## PROBLEM:
An exact transcription of the entries is required, with none of the pictures carried over.

## RECORDED DATA:
******************************

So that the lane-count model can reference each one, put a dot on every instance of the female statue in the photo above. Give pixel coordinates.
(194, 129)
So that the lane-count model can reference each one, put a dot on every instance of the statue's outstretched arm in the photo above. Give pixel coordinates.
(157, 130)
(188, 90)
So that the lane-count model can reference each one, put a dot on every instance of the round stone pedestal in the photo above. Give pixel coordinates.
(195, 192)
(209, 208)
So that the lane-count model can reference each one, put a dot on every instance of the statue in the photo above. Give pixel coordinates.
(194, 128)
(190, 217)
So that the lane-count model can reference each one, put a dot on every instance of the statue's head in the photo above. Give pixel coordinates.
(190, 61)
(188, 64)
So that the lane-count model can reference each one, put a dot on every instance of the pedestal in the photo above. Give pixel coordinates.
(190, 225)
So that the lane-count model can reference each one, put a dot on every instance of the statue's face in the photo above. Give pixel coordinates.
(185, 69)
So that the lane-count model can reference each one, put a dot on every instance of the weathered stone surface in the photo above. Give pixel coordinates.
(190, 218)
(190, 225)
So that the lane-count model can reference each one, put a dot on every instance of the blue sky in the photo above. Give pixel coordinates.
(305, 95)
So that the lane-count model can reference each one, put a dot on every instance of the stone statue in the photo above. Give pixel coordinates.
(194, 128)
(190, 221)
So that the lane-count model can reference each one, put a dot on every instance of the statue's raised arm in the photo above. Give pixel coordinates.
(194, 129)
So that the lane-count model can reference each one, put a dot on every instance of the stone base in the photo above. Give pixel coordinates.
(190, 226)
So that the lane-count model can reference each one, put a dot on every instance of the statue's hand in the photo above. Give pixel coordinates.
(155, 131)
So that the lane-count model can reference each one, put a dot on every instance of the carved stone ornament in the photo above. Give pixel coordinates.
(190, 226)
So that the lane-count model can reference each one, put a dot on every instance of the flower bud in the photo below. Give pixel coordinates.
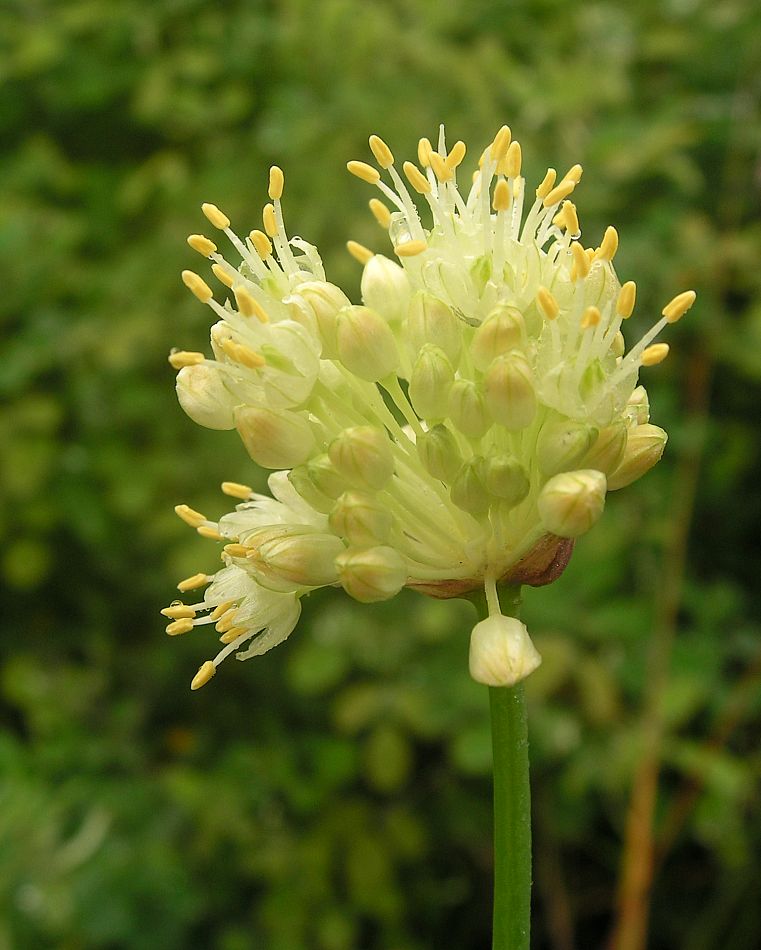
(570, 503)
(363, 456)
(431, 380)
(361, 519)
(437, 450)
(372, 574)
(204, 397)
(561, 445)
(468, 489)
(385, 288)
(467, 409)
(501, 652)
(500, 332)
(608, 449)
(366, 345)
(432, 321)
(507, 479)
(644, 447)
(509, 389)
(277, 440)
(315, 305)
(287, 557)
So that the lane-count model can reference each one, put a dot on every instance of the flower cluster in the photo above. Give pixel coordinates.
(456, 430)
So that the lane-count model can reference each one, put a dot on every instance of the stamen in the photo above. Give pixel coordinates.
(654, 354)
(237, 490)
(359, 252)
(202, 244)
(181, 358)
(197, 286)
(383, 154)
(364, 171)
(675, 309)
(204, 674)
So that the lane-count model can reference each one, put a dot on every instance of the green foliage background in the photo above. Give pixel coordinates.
(335, 793)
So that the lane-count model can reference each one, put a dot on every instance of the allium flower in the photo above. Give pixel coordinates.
(454, 432)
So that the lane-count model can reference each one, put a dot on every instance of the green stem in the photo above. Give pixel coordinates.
(512, 804)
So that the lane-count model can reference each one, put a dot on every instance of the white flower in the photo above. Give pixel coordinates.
(450, 433)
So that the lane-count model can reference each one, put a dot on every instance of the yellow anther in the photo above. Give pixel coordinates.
(184, 625)
(189, 515)
(383, 154)
(262, 244)
(626, 300)
(501, 199)
(216, 217)
(237, 490)
(440, 168)
(424, 149)
(364, 171)
(580, 259)
(191, 583)
(182, 358)
(608, 245)
(202, 244)
(547, 183)
(416, 178)
(559, 192)
(359, 252)
(249, 306)
(197, 286)
(232, 634)
(204, 674)
(380, 212)
(654, 354)
(222, 274)
(276, 183)
(221, 609)
(675, 309)
(590, 318)
(178, 612)
(456, 154)
(410, 248)
(206, 531)
(270, 220)
(513, 160)
(501, 144)
(547, 303)
(240, 353)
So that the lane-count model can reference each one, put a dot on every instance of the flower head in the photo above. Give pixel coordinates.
(456, 430)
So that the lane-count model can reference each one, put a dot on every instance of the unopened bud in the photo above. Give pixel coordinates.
(501, 652)
(386, 288)
(366, 345)
(361, 519)
(362, 454)
(469, 489)
(467, 409)
(276, 440)
(561, 445)
(315, 305)
(372, 574)
(507, 479)
(509, 389)
(430, 383)
(204, 397)
(570, 503)
(644, 448)
(439, 454)
(500, 332)
(432, 321)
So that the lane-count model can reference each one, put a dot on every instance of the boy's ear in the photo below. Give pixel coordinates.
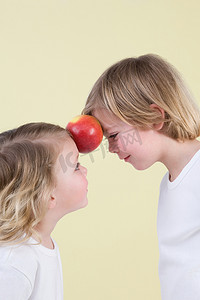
(160, 111)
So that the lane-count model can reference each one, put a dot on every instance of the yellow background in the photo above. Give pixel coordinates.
(52, 52)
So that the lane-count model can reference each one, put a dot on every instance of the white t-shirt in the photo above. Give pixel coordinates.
(178, 227)
(30, 272)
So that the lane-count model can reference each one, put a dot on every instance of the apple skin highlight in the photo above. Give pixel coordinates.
(86, 131)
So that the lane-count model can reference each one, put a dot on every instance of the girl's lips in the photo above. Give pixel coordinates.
(127, 158)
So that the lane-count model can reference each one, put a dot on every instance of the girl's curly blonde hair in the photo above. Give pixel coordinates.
(27, 158)
(130, 86)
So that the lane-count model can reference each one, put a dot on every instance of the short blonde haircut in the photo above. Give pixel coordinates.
(27, 158)
(128, 87)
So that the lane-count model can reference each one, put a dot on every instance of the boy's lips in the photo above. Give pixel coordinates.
(127, 158)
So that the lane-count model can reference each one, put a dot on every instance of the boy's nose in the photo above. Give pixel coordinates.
(84, 170)
(113, 147)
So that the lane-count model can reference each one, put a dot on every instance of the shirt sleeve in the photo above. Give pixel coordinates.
(14, 285)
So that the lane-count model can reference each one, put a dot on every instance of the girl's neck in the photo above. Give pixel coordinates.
(176, 155)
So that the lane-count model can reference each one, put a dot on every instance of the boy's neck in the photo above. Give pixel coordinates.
(45, 229)
(177, 155)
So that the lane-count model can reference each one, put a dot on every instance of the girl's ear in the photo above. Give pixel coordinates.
(161, 112)
(52, 202)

******************************

## EXERCISE RESPONSE:
So that the lane-count model can reference each one, put a dot on every instance of the female statue in the photo above. Give pixel coordinates.
(194, 129)
So that the lane-count model can reference each one, put a dot on every instance of the statue's outstretched arm in the photo above. Give pixel coordinates.
(157, 130)
(188, 90)
So that the lane-count model can reference each one, put a dot on every instance of the round stone pedestal in the photo above. Give pixel coordinates.
(195, 192)
(209, 208)
So that the lane-count model can reference each one, put a dot on every instance of the statue in the photo above. Give pixel coordinates.
(194, 128)
(190, 217)
So that the lane-count model can reference each one, put a dot on every instance of the statue's head in the photo above. Give pixel coordinates.
(190, 61)
(188, 64)
So that the lane-count model can reference each one, put a dot on every instance of the pedestal in the photo above. Give pixel coordinates.
(190, 225)
So that the lane-count model can reference each one, put a dot on every instance of the statue's face in the photo above. Give pixel coordinates.
(185, 69)
So that the lane-count model can reference each one, put a dot on every instance of the weathered stone surface in the photo above. Give pixel coordinates.
(190, 218)
(190, 225)
So that the lane-count model can reference each one, put a dot on every instance of the blue sky in the photo above. Give pixel coordinates.
(305, 95)
So that the lane-count model can reference each one, put a dot on every instance of the stone statue in the photo above. Give pixel coordinates.
(194, 128)
(190, 221)
So that the lane-count model can reference each one, put a dot on every instance of the statue's raised arm in the photo above. Give pixel coordinates.
(194, 129)
So that the lane-count model can reference each one, put a dot on every instance of the stone base in the photo above. Give pixel coordinates.
(190, 226)
So that the lane-count model can reference each one, put a dot on every instance of the statue's hand in the photo above. Give pixel coordinates.
(155, 131)
So that the lane-count model can reference each one, put a dot on every instance of the carved stone ornament in the photo above. Give pixel coordinates.
(190, 226)
So that the lane-count model can reference each one, put a dot on every instance of the flower bud in the photo below. Give pixel coordinates.
(570, 503)
(363, 456)
(431, 380)
(361, 519)
(437, 450)
(372, 574)
(204, 397)
(561, 445)
(468, 489)
(385, 288)
(467, 409)
(501, 652)
(500, 332)
(608, 449)
(366, 345)
(432, 321)
(507, 479)
(644, 447)
(509, 389)
(277, 440)
(315, 305)
(287, 557)
So that the lane-count model can reference each one, put a dot on every instance of the flower cluster in the photo above. Give pixel coordinates.
(456, 430)
So that the lane-count model can reference each one, put a dot on every instance of the stamen in the photo above. Give pixel coordinates.
(654, 354)
(237, 490)
(359, 252)
(202, 244)
(181, 358)
(197, 286)
(383, 154)
(364, 171)
(675, 309)
(204, 674)
So that the lane-count model can reference each one, put a dot on every instance of the green foliage background in the photo above. Give pixel coordinates.
(335, 793)
So that the lane-count model can reference each one, put a dot on every instance of the allium flower in the photo above. Give pixel coordinates.
(454, 432)
So that the lane-count model can reference each one, put a dot on every instance of the green stem in the photo above. Give pixel coordinates.
(512, 804)
So that the lane-count model can reference each one, put a dot on every instance of the white flower in the photo above. Give pixel coordinates.
(450, 433)
So that the lane-count model can reference each one, put a dot on every instance of the yellow anther in the photo above. Give pixel coordinates.
(184, 625)
(189, 515)
(383, 154)
(262, 244)
(626, 300)
(501, 199)
(216, 217)
(237, 490)
(440, 168)
(424, 149)
(364, 171)
(580, 259)
(191, 583)
(182, 358)
(608, 245)
(202, 244)
(547, 183)
(416, 178)
(559, 192)
(359, 252)
(249, 306)
(197, 286)
(232, 634)
(204, 674)
(380, 212)
(654, 354)
(222, 274)
(276, 183)
(221, 609)
(675, 309)
(590, 318)
(178, 612)
(456, 154)
(410, 248)
(206, 531)
(270, 220)
(513, 160)
(501, 144)
(547, 303)
(240, 353)
So that the lane-count model can reference each one, put a dot on every instance of the flower head in the photo above. Give pixel coordinates.
(456, 430)
So that the lane-count model can reference each one, put a dot on every instance of the unopened bud in the photo above. Give pixel coordinates.
(501, 652)
(386, 288)
(366, 345)
(361, 519)
(362, 454)
(469, 489)
(467, 409)
(276, 440)
(561, 445)
(315, 305)
(372, 574)
(507, 479)
(509, 389)
(430, 383)
(204, 397)
(570, 503)
(644, 448)
(439, 454)
(500, 332)
(432, 321)
So that the lane-count model can reference each one, put a dot on every instance of the boy's ear in the photo below. Give pixel coordinates.
(160, 111)
So that the lane-count model can reference each one, put a dot on every instance of the yellow background in the photo above. Give pixel coordinates.
(52, 52)
So that the lane-count model can reference each one, put a dot on every instance of the white t-shirt in the photo above. Give pixel coordinates.
(178, 227)
(30, 272)
So that the lane-count model can reference each one, put a dot on every instance of the apple skin highlight in the photo above. Give pixel coordinates.
(86, 131)
So that the lane-count model can reference each one, put a dot on every instance of the girl's lips in the photo above. Give pixel coordinates.
(127, 158)
So that the lane-count model can reference each one, put a dot on every instance of the girl's curly blonde hair in the photo above. Give pixel coordinates.
(27, 158)
(130, 86)
So that the lane-count model can reference each one, put a dot on every instance of the short blonde haircut in the photo above. Give pixel coordinates.
(27, 158)
(128, 87)
So that the lane-count model can reference each one, put a dot on every instance of the boy's lips in the photo above. Give pixel coordinates.
(127, 158)
So that the lane-count model can reference each one, put a dot on every instance of the boy's nose in the photo above. Give pixel coordinates.
(84, 170)
(113, 147)
So that the lane-count model can reference each one, put a dot on every instance of the shirt sleeve in the photo above. Give pixel coordinates.
(14, 285)
So that the lane-count model can reference each one, put a dot on every instance of the girl's neck in the photo above. Give pixel coordinates.
(176, 155)
So that the lane-count model can reference each one, put a dot on every instance of the boy's neck in the photo above. Give pixel coordinates.
(45, 229)
(177, 155)
So that the lane-count model can reference each one, put a dot on every instance of the girl's ear in the photo above. Give pixel coordinates.
(161, 112)
(52, 202)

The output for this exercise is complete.